▶ Selected passage:
===

Overall: This is a feel-good film.

Baby Driver

First Hit:  Thoroughly enjoyable and fun to watch.

The music mood of the film begins right away. The music is critically important to Baby (Ansel Elgort) because he spends most of his time with his white earbuds in his ears to listen to music that the audience hears during critical moments and sometimes as background in other scenes.

Baby uses the music piped into his brain to drown out the constant noise due to tinnitus. It could be that one of the reasons I related well to this film. Because of the explosive noises I was subjected to in Vietnam and from the extra loud rock concerts I attended, I have a severe case of tinnitus which means I have a constant loud noise in my head all the time.

I find that when I write, especially the two books I’m currently writing, I do it with music headphones on or I use the background noise of a café because it helps me concentrate. That’s why Baby listens to music especially when he drives the getaway vehicles for robberies set up by Doc (Kevin Spacey).

Doc obtains information about banks, armored cars, or even the post office he thinks would make great targets for cash. Doc then gathers a crew of people to do the job and each crew is a cast of different characters for each job he does except Baby.

Doc caught Baby stealing his car once and the trunk contained bags of drugs. Although Baby didn’t know about the drugs, when he fenced the car the drugs were lost. Doc makes Baby drive for the robberies because he’s the best driver there is and Baby’s share of the jobs goes to Doc as repayment for the lost drugs.

The robbery teams include; Buddy (Jon Hamm) Griff, (Jon Bernthal), Darling (Eiza Gonzalez), and Bats (Jamie Foxx). Darling and Buddy are a couple and work together but their first time working with Bats is quite an experience.

When Baby meets a waitress, at a diner he frequents, he is immediately taken with her because she sings while she walks by. Debora (Lily James), is drifting like he is. Her singing reminds him of his mom who sang and also worked at the same diner before she died in a car accident when he was a little boy. He was in the car when his parents died and it was this event that gave him the tinnitus.

===

▶ Dataset:
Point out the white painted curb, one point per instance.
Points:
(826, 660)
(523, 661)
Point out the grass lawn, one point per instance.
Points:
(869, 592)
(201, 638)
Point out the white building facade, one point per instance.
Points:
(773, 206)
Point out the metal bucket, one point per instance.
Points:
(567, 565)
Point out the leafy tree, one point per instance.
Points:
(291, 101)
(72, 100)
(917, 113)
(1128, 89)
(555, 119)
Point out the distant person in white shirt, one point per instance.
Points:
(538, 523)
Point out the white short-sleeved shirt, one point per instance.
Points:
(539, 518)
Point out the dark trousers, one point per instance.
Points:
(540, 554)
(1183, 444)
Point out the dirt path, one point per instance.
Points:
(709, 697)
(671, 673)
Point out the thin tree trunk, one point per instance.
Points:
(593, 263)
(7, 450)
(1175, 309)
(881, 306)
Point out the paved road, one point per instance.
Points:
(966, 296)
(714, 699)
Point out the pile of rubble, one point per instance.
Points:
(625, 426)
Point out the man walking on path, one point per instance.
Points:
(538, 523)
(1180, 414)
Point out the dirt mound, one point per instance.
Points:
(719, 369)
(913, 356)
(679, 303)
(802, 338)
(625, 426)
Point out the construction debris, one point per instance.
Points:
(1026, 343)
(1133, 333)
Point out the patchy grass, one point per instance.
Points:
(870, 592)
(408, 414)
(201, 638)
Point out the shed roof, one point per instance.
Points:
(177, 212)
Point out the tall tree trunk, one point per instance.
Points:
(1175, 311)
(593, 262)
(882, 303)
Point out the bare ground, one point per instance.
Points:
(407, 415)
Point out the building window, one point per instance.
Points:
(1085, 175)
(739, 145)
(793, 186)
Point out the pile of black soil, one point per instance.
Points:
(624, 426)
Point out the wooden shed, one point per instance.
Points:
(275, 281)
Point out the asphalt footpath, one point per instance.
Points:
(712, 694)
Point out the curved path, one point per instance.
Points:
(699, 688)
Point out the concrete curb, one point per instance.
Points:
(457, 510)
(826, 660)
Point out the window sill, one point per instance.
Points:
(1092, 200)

===

▶ Questions:
**a.** In the stretch of the Baby Driver review from "Doc caught Baby" through "the lost drugs.", swap "drugs" for "contraband" and give that stretch again.
**b.** List every actor that the Baby Driver review names in parentheses.
**c.** Answer these questions from the Baby Driver review:
(i) What event gave Baby his tinnitus?
(ii) Where does Baby's share of the jobs go, and why?
(iii) Which targets does Doc obtain information about?
The listing above is separate material and is not part of the Baby Driver review.

▶ Responses to the exercise:
**a.**
Doc caught Baby stealing his car once and the trunk contained bags of contraband. Although Baby didn’t know about the contraband, when he fenced the car the contraband were lost. Doc makes Baby drive for the robberies because he’s the best driver there is and Baby’s share of the jobs goes to Doc as repayment for the lost contraband.

**b.**
Ansel Elgort
Kevin Spacey
Jon Hamm
Jon Bernthal
Eiza Gonzalez
Jamie Foxx
Lily James

**c.**
(i) The car accident in which his parents died, when he was in the car as a little boy.
(ii) It goes to Doc as repayment for the lost drugs.
(iii) Banks, armored cars, or even the post office.